Supplied entries START

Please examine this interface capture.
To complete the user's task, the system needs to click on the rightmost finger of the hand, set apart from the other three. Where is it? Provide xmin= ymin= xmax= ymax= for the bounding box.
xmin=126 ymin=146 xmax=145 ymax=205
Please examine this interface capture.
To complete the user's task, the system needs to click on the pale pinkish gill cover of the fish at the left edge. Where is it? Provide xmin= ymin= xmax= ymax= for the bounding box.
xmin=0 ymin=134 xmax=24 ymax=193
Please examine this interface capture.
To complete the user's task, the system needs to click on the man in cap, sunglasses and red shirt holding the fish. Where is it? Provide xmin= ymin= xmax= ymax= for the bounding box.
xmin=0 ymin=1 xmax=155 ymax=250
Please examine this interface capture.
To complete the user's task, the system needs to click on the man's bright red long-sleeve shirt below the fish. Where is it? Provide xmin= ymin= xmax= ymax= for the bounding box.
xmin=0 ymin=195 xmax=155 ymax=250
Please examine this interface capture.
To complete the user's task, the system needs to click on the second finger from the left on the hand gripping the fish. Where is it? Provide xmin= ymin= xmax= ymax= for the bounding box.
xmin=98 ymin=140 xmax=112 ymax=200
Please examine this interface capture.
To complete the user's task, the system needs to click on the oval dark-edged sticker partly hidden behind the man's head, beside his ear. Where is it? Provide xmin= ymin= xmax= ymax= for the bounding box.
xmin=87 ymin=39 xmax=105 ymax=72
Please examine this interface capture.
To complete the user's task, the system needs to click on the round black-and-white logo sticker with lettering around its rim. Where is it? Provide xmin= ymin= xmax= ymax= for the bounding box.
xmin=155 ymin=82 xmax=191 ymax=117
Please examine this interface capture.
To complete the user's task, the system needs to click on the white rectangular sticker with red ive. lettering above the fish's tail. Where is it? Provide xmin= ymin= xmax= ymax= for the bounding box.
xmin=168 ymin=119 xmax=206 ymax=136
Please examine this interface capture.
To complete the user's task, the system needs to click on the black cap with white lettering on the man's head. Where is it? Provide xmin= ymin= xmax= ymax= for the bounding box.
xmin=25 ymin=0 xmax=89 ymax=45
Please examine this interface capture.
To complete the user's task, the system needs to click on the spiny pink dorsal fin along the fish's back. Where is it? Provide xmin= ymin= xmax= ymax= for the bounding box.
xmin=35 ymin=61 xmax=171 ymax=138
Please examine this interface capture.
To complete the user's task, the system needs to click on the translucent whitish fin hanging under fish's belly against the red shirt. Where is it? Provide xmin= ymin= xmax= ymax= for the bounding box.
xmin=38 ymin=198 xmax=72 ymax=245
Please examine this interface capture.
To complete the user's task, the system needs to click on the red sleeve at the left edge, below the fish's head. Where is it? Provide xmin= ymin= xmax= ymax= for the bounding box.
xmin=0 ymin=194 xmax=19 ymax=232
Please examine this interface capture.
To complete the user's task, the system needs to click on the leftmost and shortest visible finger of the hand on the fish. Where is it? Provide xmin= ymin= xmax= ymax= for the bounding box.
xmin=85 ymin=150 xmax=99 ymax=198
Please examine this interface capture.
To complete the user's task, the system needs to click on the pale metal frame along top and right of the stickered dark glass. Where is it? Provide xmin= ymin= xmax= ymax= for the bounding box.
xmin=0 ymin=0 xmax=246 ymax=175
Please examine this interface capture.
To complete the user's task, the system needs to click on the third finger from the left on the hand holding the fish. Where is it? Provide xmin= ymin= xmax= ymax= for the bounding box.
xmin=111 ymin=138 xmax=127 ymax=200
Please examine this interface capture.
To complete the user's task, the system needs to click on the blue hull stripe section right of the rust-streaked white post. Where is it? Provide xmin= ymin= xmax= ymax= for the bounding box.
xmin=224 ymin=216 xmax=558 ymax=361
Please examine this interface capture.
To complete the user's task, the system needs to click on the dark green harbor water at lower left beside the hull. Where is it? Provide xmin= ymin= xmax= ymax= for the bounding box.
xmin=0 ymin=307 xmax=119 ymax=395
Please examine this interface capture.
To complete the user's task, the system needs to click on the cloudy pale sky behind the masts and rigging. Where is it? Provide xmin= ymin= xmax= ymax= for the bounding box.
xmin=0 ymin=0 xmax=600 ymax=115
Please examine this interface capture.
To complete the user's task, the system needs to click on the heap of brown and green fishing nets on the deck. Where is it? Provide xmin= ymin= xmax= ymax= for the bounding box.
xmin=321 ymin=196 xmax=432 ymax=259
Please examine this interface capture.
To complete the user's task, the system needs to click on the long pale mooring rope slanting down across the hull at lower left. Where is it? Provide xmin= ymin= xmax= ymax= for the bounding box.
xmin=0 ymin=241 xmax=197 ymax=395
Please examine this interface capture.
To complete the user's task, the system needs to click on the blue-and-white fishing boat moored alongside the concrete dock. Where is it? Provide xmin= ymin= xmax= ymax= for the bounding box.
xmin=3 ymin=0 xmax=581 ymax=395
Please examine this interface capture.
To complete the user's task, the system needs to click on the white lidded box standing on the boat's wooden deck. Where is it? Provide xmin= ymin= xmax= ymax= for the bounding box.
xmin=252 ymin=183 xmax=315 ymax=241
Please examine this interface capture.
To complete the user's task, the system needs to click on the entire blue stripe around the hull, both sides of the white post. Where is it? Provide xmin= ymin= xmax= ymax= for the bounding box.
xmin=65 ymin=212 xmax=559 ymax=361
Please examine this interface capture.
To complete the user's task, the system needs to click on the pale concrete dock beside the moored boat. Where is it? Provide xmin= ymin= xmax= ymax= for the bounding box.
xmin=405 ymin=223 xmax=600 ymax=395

Supplied entries END

* _Problem to work on_:
Repeat what the records above say. Use their exact words.

* _Completed task_:
Please examine this interface capture.
To complete the user's task, the system needs to click on the rightmost finger of the hand, set apart from the other three. Where is it? Provide xmin= ymin= xmax= ymax= for the bounding box.
xmin=126 ymin=146 xmax=145 ymax=205
Please examine this interface capture.
To complete the user's task, the system needs to click on the pale pinkish gill cover of the fish at the left edge. Where is it? Provide xmin= ymin= xmax= ymax= for the bounding box.
xmin=0 ymin=134 xmax=24 ymax=193
Please examine this interface capture.
To complete the user's task, the system needs to click on the man in cap, sunglasses and red shirt holding the fish. Where is it? Provide xmin= ymin= xmax= ymax= for the bounding box.
xmin=0 ymin=1 xmax=155 ymax=250
Please examine this interface capture.
To complete the user's task, the system needs to click on the man's bright red long-sleeve shirt below the fish. Where is it? Provide xmin= ymin= xmax= ymax= for the bounding box.
xmin=0 ymin=195 xmax=155 ymax=250
Please examine this interface capture.
To complete the user's task, the system needs to click on the second finger from the left on the hand gripping the fish. Where is it? Provide xmin= ymin= xmax= ymax= for the bounding box.
xmin=98 ymin=140 xmax=112 ymax=200
Please examine this interface capture.
To complete the user's task, the system needs to click on the oval dark-edged sticker partly hidden behind the man's head, beside his ear. Where is it? Provide xmin= ymin= xmax= ymax= for the bounding box.
xmin=87 ymin=39 xmax=105 ymax=72
Please examine this interface capture.
To complete the user's task, the system needs to click on the round black-and-white logo sticker with lettering around its rim. Where is it? Provide xmin= ymin= xmax= ymax= for the bounding box.
xmin=155 ymin=82 xmax=191 ymax=117
Please examine this interface capture.
To complete the user's task, the system needs to click on the white rectangular sticker with red ive. lettering above the fish's tail. Where is it? Provide xmin= ymin= xmax= ymax= for the bounding box.
xmin=168 ymin=119 xmax=206 ymax=136
Please examine this interface capture.
To complete the user's task, the system needs to click on the black cap with white lettering on the man's head. Where is it? Provide xmin= ymin= xmax= ymax= for the bounding box.
xmin=25 ymin=0 xmax=89 ymax=45
Please examine this interface capture.
To complete the user's task, the system needs to click on the spiny pink dorsal fin along the fish's back. Where is it? Provide xmin= ymin= xmax= ymax= for the bounding box.
xmin=35 ymin=61 xmax=171 ymax=138
Please examine this interface capture.
To complete the user's task, the system needs to click on the translucent whitish fin hanging under fish's belly against the red shirt. Where is it? Provide xmin= ymin= xmax= ymax= for the bounding box.
xmin=38 ymin=198 xmax=72 ymax=245
Please examine this interface capture.
To complete the user's task, the system needs to click on the red sleeve at the left edge, below the fish's head. Where is it? Provide xmin= ymin= xmax= ymax= for the bounding box.
xmin=0 ymin=194 xmax=19 ymax=232
Please examine this interface capture.
To complete the user's task, the system needs to click on the leftmost and shortest visible finger of the hand on the fish. Where is it? Provide xmin= ymin= xmax= ymax= for the bounding box.
xmin=85 ymin=150 xmax=99 ymax=198
Please examine this interface capture.
To complete the user's task, the system needs to click on the pale metal frame along top and right of the stickered dark glass. Where is it? Provide xmin= ymin= xmax= ymax= for the bounding box.
xmin=0 ymin=0 xmax=246 ymax=175
Please examine this interface capture.
To complete the user's task, the system needs to click on the third finger from the left on the hand holding the fish. Where is it? Provide xmin= ymin= xmax= ymax= for the bounding box.
xmin=111 ymin=138 xmax=127 ymax=200
Please examine this interface capture.
To complete the user's task, the system needs to click on the blue hull stripe section right of the rust-streaked white post. Where is it? Provide xmin= ymin= xmax= ymax= for the bounding box.
xmin=224 ymin=216 xmax=558 ymax=361
Please examine this interface capture.
To complete the user's task, the system needs to click on the dark green harbor water at lower left beside the hull. Where is it? Provide xmin= ymin= xmax= ymax= for the bounding box.
xmin=0 ymin=307 xmax=119 ymax=395
Please examine this interface capture.
To complete the user's task, the system needs to click on the cloudy pale sky behind the masts and rigging. Where is it? Provide xmin= ymin= xmax= ymax= for the bounding box.
xmin=0 ymin=0 xmax=600 ymax=115
Please examine this interface capture.
To complete the user's task, the system needs to click on the heap of brown and green fishing nets on the deck. Where is it? Provide xmin= ymin= xmax= ymax= for the bounding box.
xmin=321 ymin=196 xmax=432 ymax=259
Please examine this interface capture.
To complete the user's task, the system needs to click on the long pale mooring rope slanting down across the hull at lower left. Where is it? Provide xmin= ymin= xmax= ymax= for the bounding box.
xmin=0 ymin=241 xmax=197 ymax=395
Please examine this interface capture.
To complete the user's task, the system needs to click on the blue-and-white fishing boat moored alongside the concrete dock. Where is it? Provide xmin= ymin= xmax= ymax= for the bounding box.
xmin=3 ymin=0 xmax=581 ymax=395
Please examine this interface capture.
To complete the user's task, the system needs to click on the white lidded box standing on the boat's wooden deck. Where is it? Provide xmin= ymin= xmax= ymax= for the bounding box.
xmin=252 ymin=183 xmax=315 ymax=241
Please examine this interface capture.
To complete the user's task, the system needs to click on the entire blue stripe around the hull, both sides of the white post. Where is it? Provide xmin= ymin= xmax= ymax= for the bounding box.
xmin=65 ymin=212 xmax=559 ymax=361
Please examine this interface capture.
To complete the user's task, the system needs to click on the pale concrete dock beside the moored boat. Where is it? Provide xmin= ymin= xmax= ymax= for the bounding box.
xmin=405 ymin=223 xmax=600 ymax=395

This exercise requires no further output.